Exercise instructions.
From the records below, transcribe exactly the lines that begin at the line with "x=261, y=118" and end at the line with "x=435, y=352", both included.

Stored data entries.
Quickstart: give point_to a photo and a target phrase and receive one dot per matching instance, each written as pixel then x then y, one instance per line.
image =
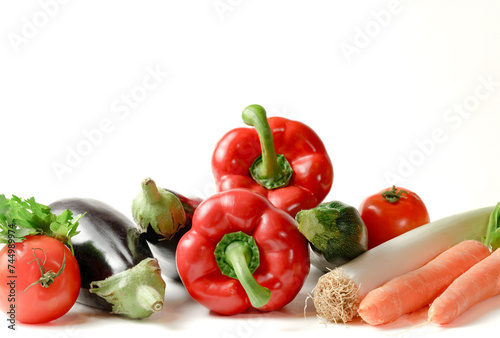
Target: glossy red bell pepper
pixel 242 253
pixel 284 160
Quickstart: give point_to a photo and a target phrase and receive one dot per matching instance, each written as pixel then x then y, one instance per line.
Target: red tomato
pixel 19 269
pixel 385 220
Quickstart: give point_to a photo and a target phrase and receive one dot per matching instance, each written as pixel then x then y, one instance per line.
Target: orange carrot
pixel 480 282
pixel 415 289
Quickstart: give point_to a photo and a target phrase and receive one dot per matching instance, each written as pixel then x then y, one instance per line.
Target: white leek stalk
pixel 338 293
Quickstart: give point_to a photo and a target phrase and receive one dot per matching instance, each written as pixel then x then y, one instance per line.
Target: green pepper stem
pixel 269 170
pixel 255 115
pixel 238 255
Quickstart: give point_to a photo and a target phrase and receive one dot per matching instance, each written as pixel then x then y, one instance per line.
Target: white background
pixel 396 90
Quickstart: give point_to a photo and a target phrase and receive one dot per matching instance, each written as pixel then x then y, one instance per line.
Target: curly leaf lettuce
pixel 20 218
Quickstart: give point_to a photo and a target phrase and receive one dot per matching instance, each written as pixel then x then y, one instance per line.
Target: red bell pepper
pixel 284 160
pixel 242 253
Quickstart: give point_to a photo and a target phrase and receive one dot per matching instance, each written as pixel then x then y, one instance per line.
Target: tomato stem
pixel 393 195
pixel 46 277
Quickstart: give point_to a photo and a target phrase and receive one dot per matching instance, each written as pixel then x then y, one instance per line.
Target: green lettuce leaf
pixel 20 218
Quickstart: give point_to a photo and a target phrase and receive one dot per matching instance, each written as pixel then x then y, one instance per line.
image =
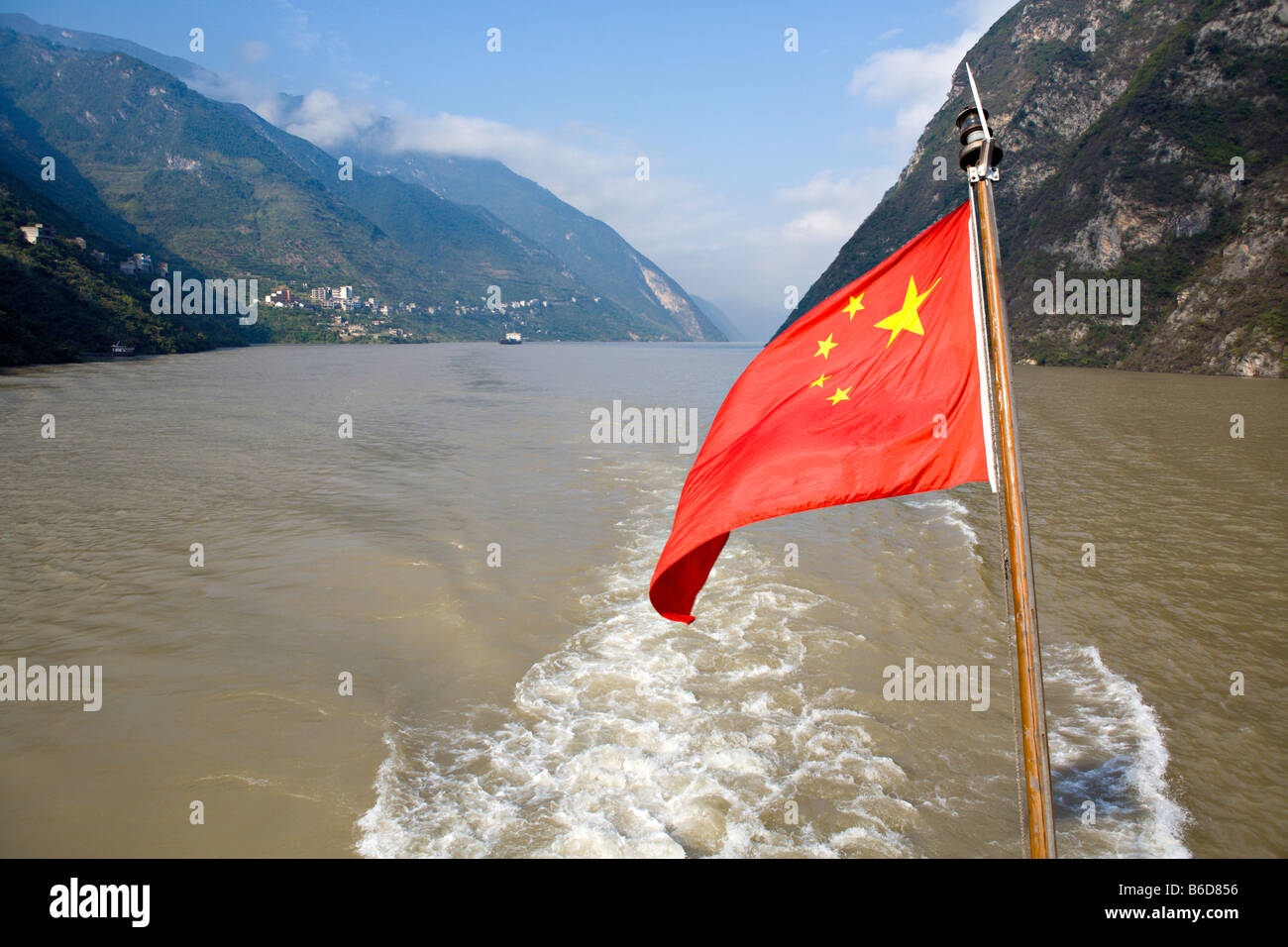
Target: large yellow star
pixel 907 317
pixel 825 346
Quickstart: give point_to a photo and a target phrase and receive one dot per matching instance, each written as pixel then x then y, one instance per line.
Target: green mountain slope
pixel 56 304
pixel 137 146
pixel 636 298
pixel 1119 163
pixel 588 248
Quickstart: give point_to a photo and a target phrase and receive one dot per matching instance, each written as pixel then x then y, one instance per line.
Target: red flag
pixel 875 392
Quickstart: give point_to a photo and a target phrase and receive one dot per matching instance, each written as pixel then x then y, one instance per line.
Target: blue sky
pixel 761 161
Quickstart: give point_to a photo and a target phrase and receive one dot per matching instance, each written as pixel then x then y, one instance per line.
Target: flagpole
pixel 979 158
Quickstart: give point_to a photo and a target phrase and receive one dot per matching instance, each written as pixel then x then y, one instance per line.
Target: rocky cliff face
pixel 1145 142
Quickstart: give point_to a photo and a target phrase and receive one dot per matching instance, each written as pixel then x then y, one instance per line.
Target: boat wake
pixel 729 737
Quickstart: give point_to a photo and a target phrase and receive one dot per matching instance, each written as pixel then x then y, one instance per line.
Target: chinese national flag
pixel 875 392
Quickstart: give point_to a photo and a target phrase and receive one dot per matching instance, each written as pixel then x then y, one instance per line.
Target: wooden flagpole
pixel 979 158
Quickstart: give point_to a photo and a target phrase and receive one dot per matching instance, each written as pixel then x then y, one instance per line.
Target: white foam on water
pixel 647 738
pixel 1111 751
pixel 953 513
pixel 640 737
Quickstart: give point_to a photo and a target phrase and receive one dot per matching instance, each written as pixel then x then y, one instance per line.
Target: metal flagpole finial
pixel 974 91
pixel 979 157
---
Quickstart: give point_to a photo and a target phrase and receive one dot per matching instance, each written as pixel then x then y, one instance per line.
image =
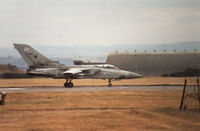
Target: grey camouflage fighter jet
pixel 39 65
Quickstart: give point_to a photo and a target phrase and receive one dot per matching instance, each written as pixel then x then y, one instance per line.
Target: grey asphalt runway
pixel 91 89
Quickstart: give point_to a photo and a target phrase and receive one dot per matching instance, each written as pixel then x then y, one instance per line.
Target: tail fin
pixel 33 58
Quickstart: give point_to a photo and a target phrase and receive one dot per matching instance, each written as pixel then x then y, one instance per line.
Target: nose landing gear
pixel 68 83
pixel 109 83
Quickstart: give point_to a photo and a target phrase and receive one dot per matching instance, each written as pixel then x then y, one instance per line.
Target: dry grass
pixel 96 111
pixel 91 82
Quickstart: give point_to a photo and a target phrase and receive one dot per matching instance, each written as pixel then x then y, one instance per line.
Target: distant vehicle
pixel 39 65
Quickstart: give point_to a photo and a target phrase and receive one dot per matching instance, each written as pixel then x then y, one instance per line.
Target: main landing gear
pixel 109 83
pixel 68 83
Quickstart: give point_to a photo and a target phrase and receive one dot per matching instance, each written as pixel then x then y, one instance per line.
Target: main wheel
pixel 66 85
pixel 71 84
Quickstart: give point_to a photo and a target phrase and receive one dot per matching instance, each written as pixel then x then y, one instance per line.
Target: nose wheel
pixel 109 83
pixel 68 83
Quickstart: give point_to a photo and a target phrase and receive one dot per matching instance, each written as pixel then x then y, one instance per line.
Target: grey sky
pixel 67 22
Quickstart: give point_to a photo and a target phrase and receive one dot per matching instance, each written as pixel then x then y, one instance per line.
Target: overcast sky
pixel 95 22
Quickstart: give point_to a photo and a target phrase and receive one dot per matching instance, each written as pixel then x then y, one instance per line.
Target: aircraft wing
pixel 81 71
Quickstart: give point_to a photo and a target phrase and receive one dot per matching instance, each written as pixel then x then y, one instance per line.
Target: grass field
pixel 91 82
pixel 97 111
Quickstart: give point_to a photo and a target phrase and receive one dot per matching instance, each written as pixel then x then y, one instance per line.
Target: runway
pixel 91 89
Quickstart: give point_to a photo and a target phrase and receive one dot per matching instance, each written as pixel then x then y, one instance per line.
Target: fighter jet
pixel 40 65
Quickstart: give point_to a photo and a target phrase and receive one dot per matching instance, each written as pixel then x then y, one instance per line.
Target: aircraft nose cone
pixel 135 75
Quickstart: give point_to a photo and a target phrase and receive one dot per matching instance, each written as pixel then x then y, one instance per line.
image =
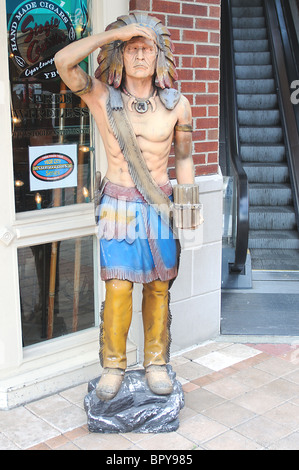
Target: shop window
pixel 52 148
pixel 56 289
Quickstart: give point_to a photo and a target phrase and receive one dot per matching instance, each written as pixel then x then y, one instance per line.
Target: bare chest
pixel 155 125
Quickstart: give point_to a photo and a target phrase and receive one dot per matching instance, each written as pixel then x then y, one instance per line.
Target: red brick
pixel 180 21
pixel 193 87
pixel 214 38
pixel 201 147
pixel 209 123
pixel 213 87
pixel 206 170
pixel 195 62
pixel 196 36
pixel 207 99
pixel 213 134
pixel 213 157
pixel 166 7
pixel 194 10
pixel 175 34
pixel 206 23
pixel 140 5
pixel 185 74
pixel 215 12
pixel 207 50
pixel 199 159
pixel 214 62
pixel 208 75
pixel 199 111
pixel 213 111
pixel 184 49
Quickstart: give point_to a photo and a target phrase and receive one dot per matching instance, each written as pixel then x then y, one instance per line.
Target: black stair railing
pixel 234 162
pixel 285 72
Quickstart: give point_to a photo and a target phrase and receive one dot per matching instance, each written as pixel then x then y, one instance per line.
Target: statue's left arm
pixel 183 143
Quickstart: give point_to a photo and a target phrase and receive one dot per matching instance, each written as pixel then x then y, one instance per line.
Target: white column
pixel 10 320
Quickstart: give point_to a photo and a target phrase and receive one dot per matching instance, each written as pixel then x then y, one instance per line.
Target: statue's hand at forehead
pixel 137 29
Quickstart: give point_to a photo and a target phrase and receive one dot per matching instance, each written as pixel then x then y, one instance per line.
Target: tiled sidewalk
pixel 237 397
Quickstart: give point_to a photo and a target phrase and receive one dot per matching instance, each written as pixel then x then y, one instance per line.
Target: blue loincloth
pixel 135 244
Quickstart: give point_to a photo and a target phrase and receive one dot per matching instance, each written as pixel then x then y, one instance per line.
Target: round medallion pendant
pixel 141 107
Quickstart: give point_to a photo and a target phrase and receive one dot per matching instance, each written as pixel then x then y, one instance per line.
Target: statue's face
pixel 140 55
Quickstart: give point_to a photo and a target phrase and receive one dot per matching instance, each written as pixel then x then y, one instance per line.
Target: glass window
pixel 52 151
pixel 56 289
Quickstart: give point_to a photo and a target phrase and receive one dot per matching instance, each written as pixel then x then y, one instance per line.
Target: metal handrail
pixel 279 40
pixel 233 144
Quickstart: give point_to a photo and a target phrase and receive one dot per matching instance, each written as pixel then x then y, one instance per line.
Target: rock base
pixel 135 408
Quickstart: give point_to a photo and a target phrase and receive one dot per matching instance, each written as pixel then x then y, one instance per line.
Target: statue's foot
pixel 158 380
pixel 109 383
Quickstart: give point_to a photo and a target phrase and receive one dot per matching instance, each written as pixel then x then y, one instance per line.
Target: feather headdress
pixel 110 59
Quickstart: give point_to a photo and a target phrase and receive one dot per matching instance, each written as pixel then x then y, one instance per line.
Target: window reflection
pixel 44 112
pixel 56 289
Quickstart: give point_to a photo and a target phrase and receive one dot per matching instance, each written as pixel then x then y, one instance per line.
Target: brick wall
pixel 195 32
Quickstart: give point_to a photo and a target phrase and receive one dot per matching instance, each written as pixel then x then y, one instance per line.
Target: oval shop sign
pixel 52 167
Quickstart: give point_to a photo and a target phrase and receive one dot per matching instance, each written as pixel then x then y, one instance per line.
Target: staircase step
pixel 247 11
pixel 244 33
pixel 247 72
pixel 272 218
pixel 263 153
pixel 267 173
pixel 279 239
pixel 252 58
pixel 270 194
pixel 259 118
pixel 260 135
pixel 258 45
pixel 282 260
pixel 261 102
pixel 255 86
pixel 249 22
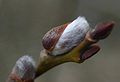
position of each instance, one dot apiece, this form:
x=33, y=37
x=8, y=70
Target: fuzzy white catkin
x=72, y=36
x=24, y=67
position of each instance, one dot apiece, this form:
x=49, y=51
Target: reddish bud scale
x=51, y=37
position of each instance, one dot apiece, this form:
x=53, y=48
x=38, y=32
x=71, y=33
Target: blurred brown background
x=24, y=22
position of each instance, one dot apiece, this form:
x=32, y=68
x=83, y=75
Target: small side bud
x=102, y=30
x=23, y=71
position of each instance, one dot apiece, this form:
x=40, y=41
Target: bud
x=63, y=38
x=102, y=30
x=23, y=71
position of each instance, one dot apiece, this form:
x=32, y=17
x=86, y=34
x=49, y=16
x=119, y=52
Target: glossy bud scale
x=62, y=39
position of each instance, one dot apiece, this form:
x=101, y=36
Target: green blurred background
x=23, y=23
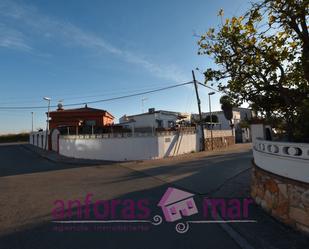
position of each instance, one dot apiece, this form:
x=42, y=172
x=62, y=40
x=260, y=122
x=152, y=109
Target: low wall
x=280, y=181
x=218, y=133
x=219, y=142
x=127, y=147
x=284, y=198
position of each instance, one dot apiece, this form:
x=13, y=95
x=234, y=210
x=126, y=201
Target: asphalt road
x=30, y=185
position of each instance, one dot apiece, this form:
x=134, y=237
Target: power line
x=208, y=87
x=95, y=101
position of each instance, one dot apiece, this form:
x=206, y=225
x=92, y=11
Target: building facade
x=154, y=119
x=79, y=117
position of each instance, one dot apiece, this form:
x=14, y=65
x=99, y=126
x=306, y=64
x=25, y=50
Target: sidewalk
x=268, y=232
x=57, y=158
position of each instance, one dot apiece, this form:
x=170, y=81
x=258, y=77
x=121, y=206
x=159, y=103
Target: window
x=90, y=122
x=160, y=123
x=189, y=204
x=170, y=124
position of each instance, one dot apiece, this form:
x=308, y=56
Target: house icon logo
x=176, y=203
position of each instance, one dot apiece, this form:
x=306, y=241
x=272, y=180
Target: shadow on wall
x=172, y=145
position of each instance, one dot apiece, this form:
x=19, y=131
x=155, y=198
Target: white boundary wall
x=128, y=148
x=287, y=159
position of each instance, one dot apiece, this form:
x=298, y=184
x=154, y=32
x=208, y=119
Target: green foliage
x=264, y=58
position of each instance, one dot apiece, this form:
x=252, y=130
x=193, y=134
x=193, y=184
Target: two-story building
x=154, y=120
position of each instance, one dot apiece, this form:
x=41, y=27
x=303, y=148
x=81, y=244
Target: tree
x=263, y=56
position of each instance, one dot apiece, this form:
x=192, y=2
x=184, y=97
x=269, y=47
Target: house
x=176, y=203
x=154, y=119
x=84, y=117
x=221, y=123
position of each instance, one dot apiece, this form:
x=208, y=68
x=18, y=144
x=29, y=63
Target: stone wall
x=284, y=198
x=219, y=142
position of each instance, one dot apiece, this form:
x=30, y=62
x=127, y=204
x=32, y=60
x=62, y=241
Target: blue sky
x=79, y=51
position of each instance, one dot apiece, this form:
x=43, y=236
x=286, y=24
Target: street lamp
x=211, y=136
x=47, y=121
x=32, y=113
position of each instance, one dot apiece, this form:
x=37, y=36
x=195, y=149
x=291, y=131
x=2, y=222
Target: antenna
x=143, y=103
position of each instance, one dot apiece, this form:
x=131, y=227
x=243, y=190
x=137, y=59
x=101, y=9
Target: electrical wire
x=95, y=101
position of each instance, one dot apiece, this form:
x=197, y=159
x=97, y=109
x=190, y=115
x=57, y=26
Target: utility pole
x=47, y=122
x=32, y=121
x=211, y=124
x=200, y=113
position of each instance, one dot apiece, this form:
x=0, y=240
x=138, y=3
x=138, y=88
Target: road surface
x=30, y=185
---
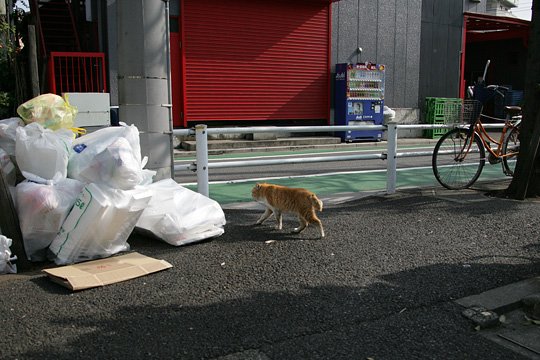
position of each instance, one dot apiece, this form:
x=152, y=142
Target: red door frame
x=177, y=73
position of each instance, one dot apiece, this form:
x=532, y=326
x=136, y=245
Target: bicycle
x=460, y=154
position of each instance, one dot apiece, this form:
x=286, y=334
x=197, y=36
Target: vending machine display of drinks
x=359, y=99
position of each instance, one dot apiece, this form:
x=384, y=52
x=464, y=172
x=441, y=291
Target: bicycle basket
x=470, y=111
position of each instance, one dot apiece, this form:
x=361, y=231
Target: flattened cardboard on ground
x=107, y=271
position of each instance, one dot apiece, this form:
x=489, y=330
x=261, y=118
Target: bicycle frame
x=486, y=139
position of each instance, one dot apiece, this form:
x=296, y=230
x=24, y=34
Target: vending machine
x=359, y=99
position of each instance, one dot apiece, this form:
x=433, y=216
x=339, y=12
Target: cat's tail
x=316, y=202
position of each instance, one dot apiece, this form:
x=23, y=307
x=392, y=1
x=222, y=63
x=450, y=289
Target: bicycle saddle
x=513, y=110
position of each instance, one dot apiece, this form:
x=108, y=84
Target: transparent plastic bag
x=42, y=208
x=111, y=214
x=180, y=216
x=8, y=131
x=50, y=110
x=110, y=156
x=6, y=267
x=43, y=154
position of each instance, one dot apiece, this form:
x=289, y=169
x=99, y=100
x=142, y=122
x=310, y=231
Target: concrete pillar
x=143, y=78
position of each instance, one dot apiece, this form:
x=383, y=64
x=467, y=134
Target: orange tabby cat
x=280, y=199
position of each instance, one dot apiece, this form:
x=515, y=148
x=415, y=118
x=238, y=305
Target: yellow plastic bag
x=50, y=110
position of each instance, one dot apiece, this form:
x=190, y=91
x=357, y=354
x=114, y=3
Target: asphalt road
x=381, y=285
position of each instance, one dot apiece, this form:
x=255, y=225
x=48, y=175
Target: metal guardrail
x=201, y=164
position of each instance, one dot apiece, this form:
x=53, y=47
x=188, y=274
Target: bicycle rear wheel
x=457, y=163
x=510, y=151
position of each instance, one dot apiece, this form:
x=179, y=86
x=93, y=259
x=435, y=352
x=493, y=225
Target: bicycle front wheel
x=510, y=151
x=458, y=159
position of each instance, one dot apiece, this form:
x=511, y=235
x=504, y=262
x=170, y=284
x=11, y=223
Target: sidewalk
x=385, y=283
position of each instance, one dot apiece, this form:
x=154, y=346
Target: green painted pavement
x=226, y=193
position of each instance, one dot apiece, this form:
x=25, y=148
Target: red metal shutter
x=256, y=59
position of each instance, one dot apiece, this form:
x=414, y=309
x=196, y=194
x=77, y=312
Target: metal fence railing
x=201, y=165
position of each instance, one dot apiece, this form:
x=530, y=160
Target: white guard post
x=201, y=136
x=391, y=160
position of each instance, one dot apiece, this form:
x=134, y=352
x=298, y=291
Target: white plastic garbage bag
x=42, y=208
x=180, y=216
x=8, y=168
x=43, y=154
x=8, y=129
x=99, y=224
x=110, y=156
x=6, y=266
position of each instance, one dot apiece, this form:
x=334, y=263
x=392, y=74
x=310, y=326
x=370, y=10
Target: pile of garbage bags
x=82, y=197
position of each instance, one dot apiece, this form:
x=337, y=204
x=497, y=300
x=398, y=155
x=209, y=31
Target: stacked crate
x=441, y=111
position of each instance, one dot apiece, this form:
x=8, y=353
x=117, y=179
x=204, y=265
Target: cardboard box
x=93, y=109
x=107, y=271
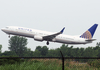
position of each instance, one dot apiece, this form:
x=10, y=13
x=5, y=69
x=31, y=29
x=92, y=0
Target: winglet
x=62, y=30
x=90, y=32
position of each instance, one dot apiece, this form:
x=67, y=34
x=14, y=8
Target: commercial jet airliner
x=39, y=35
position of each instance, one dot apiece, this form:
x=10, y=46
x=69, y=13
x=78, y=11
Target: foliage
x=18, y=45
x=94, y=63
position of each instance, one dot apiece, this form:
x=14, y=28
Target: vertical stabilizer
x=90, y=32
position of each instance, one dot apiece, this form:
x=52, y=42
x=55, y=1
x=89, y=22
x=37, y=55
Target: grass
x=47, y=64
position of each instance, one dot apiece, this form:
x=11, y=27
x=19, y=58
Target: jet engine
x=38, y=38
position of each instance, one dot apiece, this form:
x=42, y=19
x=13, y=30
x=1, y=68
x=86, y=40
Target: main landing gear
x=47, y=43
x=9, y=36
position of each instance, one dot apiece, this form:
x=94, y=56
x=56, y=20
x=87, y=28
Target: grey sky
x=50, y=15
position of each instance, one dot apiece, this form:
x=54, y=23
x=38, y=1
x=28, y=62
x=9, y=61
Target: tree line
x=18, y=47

Written solution.
x=261, y=118
Target: bicycle frame
x=486, y=139
position of each instance, one dot apiece, this form:
x=296, y=230
x=24, y=34
Target: vending machine
x=359, y=99
position of each instance, one dot apiece, this form:
x=433, y=216
x=339, y=12
Target: cat's tail
x=316, y=202
position of each instance, one dot apiece, this form:
x=23, y=307
x=392, y=1
x=222, y=63
x=450, y=289
Target: bicycle saddle
x=513, y=110
position of each instance, one dot apiece, this form:
x=108, y=84
Target: transparent plastic bag
x=42, y=208
x=111, y=214
x=180, y=216
x=8, y=131
x=50, y=110
x=110, y=156
x=6, y=267
x=43, y=154
position of each instance, one dot apiece, this form:
x=289, y=169
x=99, y=100
x=142, y=122
x=310, y=231
Target: concrete pillar
x=143, y=78
position of each instance, one dot apiece, this form:
x=383, y=64
x=467, y=134
Target: orange tabby cat
x=280, y=199
position of each instance, one dot apiece, this form:
x=515, y=148
x=415, y=118
x=238, y=305
Target: yellow plastic bag
x=50, y=110
position of each instance, one dot apiece, this form:
x=190, y=91
x=357, y=354
x=114, y=3
Target: asphalt road
x=381, y=285
position of each instance, one dot apiece, this form:
x=255, y=225
x=48, y=175
Target: metal guardrail
x=201, y=164
position of each instance, one dot apiece, this form:
x=53, y=47
x=188, y=274
Target: bicycle rear wheel
x=457, y=163
x=510, y=151
position of each instance, one dot apiece, this form:
x=179, y=86
x=93, y=259
x=435, y=352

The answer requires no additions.